### Exercise
Please write out the part of the forum thread about a troubled marriage below, word for word, between "The best and" and "attractive to her.", inclusive.

### Page excerpt

I just think if we can make it to retrouvialle and she can hear and see people do make it back from bad situations and can repair things. When I showed her the website, she made the comment that she had no idea that people can comeback from things like this.
If you show her this place, it is a bad idea. This is your safe harbor, this is where you can vent. If you do that and she finds out, you have a fight on your hand.
There are no quick fixes Confused, if you find one, it is snake oil.
The best and crappiest news for you is she seems to be confused and conflicted. Be the man she wants in her life and when she stops being confused about her life you look that much more attractive to her.
Experience is a brutal teacher, but you learn. My God, do you learn. - C.S. Lewis
Life is usually all about how you handle Plan B. - Jack3Beans
Listen without defending; Speak without offending - FaithinAK
I intend to be that man, I have no plans on giving in. But no I will never show her this place, I cant let her know any of these secrets as she is the one who is going through her issues right now. For all intense purposes, I plan on helping her get through this. And no I'm not looking for any quick fixes, and I have told her that even when we were going to marriage counseling. I'm going to stand strong, for my family even though she is not thinking straight right now. Eventually someday she will, and I will be here if GOD allows me to be. He is in control and I know that, thats why I pray often. I just hope he hears me.
Those are the success stories that you came here looking for, your definition of success is coming out of this with an intact marriage. That's not really our definition of success, not after being here for awhile.
Pick up Divorce Remedy read it, figure it out.
More background how old are your kids? How old are you and your wife?
How are you handling the OM?
Experience is a brutal teacher, but you learn. My God, do you learn. - C.S. Lewis
Life is usually all about how you handle Plan B. - Jack3Beans
Listen without defending; Speak without offending - FaithinAK
Im currently reading divorce remedy. My kids are 17 my son from previous marriage. My daughter is 8 and my other son is 2. Im 38 and my wife is turning 33 in a few weeks. Well to tell you the truth, at first i was floored if you reread my post of how I found out about him. And now I just think he is in this for one thing (SEX), or maybe he is married also. I will find out sooner or later, but I already believe that they have been physical because the messages I see that she sends him. She almost acts like she is throwing herslef at him. I mean telling him thanks for calling her back, and this and that. She doesnt talk like that, and that is not her personality.
Listen to Jack, Confused. He is one of the success stories but more than that, he is very wise and very caring. He wont pull punches when they need to be thrown.
And God hears all prayers. That fact is repeated throughout scripture. And it is also said that it is in His time. He may need to see changes in you first in order to handle things that may come your way. God is more concerned with a R with you than anything else.

### Provided data
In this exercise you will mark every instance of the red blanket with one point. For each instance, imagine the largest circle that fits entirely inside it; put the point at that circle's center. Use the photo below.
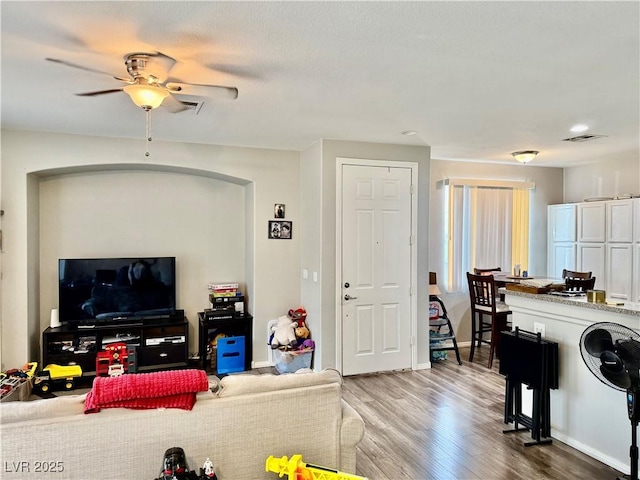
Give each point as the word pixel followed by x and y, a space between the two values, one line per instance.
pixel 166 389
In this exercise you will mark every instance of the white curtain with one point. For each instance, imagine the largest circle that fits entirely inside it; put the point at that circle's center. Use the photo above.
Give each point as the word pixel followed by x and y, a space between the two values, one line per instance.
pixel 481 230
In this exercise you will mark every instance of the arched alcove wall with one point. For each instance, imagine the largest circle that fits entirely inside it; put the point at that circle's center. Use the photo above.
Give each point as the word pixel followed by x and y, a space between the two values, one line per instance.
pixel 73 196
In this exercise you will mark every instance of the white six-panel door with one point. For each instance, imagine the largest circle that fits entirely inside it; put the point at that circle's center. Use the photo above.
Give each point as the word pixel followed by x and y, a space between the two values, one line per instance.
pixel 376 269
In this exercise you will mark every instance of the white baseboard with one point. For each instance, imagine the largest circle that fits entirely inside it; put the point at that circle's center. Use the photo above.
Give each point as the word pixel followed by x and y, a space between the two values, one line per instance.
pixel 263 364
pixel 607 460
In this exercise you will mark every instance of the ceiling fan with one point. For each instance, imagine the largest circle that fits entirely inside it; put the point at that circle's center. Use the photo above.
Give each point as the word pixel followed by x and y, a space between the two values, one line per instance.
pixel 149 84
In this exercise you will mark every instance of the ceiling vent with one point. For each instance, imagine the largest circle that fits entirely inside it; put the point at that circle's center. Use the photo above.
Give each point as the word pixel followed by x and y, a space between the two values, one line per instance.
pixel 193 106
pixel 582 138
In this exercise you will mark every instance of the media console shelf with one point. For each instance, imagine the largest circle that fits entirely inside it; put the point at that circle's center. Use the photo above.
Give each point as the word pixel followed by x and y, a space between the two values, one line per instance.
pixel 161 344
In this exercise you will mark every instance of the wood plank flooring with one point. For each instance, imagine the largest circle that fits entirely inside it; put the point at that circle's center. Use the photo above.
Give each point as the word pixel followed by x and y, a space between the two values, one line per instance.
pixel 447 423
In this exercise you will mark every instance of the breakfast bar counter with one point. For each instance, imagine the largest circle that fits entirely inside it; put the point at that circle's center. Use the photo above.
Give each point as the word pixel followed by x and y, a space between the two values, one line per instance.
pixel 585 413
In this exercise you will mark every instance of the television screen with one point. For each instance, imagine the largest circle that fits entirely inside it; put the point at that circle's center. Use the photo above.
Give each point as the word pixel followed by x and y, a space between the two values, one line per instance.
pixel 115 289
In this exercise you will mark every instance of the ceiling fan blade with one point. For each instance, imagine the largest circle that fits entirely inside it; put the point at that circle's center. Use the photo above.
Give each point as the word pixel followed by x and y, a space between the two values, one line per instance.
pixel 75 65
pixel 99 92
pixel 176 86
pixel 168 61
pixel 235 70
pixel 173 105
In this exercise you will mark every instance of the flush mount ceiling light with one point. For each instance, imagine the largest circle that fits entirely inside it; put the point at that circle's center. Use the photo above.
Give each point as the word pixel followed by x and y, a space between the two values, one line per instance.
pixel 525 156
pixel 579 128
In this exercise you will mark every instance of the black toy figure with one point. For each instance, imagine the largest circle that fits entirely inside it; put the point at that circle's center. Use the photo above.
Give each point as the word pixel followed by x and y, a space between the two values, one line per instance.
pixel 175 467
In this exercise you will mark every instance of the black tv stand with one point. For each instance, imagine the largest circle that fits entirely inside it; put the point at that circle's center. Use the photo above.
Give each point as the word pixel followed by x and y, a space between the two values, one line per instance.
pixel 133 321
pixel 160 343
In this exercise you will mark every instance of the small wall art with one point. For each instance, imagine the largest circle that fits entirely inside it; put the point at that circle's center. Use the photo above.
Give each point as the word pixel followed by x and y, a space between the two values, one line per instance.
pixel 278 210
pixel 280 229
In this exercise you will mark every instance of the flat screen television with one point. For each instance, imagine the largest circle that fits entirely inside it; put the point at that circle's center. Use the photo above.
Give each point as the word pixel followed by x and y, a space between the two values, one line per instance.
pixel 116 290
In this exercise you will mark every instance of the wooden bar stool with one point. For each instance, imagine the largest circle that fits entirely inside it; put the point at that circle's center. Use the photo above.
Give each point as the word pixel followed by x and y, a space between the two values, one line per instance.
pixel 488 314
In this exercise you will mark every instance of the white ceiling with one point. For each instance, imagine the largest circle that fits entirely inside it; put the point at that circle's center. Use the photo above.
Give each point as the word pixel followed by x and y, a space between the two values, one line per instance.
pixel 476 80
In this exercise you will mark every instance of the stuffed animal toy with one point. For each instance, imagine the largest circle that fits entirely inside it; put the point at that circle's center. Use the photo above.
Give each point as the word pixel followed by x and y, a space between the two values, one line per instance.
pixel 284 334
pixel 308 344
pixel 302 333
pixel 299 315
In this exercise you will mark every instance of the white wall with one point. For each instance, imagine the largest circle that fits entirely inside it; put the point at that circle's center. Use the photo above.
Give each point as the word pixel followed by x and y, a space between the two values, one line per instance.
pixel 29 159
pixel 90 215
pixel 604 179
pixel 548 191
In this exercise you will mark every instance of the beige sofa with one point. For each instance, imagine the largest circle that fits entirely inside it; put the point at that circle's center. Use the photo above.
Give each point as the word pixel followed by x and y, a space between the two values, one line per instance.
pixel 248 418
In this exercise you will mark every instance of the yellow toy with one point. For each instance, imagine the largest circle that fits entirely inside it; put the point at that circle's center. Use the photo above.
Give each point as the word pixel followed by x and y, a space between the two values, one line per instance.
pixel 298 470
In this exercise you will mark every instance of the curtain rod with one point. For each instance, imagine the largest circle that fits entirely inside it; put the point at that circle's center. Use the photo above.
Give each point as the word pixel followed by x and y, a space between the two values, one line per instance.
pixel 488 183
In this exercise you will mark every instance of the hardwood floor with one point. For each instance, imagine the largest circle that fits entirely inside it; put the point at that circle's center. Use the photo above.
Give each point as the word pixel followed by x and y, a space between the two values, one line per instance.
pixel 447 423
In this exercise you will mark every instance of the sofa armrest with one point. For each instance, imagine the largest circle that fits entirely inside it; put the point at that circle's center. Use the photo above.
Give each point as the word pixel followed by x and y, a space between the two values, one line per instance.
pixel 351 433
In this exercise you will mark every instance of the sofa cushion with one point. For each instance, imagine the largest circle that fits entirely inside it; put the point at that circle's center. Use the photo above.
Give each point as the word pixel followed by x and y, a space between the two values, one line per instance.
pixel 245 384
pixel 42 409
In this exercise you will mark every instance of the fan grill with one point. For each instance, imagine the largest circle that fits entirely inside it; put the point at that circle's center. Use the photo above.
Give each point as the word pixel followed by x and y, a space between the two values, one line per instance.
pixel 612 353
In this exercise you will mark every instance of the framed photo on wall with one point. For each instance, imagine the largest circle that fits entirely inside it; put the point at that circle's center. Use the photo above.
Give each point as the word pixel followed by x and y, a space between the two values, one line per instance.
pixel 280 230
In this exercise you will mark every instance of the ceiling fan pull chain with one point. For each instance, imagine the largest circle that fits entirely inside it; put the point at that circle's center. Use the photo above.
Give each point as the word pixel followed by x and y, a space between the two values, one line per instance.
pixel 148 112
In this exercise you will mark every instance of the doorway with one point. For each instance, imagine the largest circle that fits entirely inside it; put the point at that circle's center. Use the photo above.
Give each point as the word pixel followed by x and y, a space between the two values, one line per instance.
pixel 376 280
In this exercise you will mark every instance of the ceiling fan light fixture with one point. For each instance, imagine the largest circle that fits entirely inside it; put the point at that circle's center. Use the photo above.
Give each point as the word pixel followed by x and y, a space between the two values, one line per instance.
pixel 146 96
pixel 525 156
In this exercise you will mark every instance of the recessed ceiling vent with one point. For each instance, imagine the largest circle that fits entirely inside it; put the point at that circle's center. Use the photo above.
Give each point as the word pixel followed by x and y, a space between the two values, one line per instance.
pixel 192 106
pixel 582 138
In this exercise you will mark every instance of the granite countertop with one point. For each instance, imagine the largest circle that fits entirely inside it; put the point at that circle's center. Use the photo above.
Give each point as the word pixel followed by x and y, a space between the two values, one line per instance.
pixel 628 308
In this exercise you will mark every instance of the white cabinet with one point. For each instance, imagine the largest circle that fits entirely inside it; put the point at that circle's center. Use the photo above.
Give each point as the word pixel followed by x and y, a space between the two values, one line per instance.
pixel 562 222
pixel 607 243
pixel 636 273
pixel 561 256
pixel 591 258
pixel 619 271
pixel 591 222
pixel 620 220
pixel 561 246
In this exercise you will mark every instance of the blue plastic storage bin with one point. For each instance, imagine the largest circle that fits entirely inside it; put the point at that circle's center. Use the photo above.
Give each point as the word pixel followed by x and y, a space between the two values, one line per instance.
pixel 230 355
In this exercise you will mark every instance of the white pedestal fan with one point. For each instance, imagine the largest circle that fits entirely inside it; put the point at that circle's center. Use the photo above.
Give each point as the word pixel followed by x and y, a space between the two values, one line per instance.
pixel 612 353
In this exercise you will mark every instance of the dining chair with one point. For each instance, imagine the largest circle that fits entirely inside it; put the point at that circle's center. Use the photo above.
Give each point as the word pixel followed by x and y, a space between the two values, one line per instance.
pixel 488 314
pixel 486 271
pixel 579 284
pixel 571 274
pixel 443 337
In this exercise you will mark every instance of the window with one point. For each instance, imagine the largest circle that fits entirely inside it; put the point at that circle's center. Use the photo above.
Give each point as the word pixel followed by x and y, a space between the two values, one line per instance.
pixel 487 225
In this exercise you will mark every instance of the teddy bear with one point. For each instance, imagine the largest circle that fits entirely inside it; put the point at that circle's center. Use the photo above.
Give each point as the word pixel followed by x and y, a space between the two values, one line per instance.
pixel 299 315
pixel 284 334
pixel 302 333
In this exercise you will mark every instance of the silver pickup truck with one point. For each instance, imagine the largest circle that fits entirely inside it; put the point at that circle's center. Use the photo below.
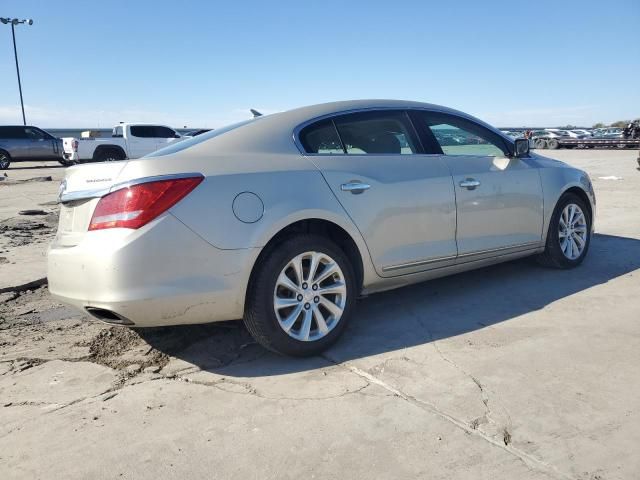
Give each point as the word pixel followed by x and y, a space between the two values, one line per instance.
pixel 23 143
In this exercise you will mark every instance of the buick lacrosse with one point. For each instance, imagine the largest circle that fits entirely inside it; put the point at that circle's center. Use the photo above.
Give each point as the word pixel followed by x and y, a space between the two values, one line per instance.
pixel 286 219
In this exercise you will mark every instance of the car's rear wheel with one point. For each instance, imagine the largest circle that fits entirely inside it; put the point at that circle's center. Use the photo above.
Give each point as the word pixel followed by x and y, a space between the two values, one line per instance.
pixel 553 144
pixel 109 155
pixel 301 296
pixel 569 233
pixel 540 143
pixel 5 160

### Answer below
The best and crappiest news for you is she seems to be confused and conflicted. Be the man she wants in her life and when she stops being confused about her life you look that much more attractive to her.